§ Your tasks:
1/ In the post on Lowess smoothing, which built-in R function produced the unmodified smooth?
2/ List every color that the post on Lowess smoothing assigns to something in its graphs, along with what each color shows.
3/ Based on the post on Lowess smoothing, are these statements true? (a) Shollenberger's graph is labeled "USHCN." (b) The vanilla Lowess smooth goes down at the end. (c) The writer's own smoothed curve declines at the end.

[Note: see the UPDATE at the end of the post]
It starts with a comment on this graph:
I was sure there was no way I saw a smoothed line go up while the unsmoothed values went down. Only, I had.
It’s followed by a comment on this graph:
Again, I was shocked. This figure showed an even greater uptick than the last! My mind couldn’t understand how the data was going down, but Tamino’s derived lines were going up.
He commented here, asking why, but also making sure to emphasize at length how much it defied belief. I tried to explain it to him. Really. Repeatedly. The problem was that his intuition — that if the data go down the smoothed line couldn’t possibly still go up — was wrong. He was misinterpreting the noise in the data as the signal. A smoothed fit which took that into account could easily continue up.
He wasn’t buying it. He got more and more obstinate, and frankly, his comments got more and more insinuating. It culminated in his making a statement that I can only interpret as an outright accusation. How nice of him.
In his blog post, Shollenberger does his own Lowess smooth and gets this (note: his graph says “USHCN” whereas I used data from NCDC, but that’s not really important):
You’ll note in my figure, the smoothed line goes down at the end, exactly as I would expect, and exactly as my intuition told me.
But in my smoothed curve, the line does not go down at the end (it curves slightly that way, but doesn’t actually decline). He concludes that the reason is my modification to the Lowess algorithm:
There’s only one answer. For some reason, Tamino’s modified version of LOWESS gives extremely low weight to the data near the ends of the series.
Once again, Shollenberger is wrong.
Let’s take the data I used (anomalies of monthly data from NCDC) and compute a Lowess smooth — not using my modified version, just the built-in vanilla “lowess” function in R. Then let’s compare the unadorned Lowess smooth (in blue) to my modified version (in red):
Whoa! That’s different! It certainly does not go down at the end. But then, it doesn’t really follow the data that well either, as we can see by overlaying the 5-year averages (black dots):
What’s up with that?

§ Supplied material:
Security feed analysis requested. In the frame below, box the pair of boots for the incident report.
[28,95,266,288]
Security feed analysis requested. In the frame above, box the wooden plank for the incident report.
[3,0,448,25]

§ Solutions to the tasks:
1/ The vanilla "lowess" function in R.

2/
- Blue: the unadorned Lowess smooth
- Red: the writer's modified version
- Black dots: the 5-year averages

3/
(a) Yes: "his graph says “USHCN” whereas I used data from NCDC"
(b) No: "It certainly does not go down at the end."
(c) No: "the line does not go down at the end (it curves slightly that way, but doesn’t actually decline)"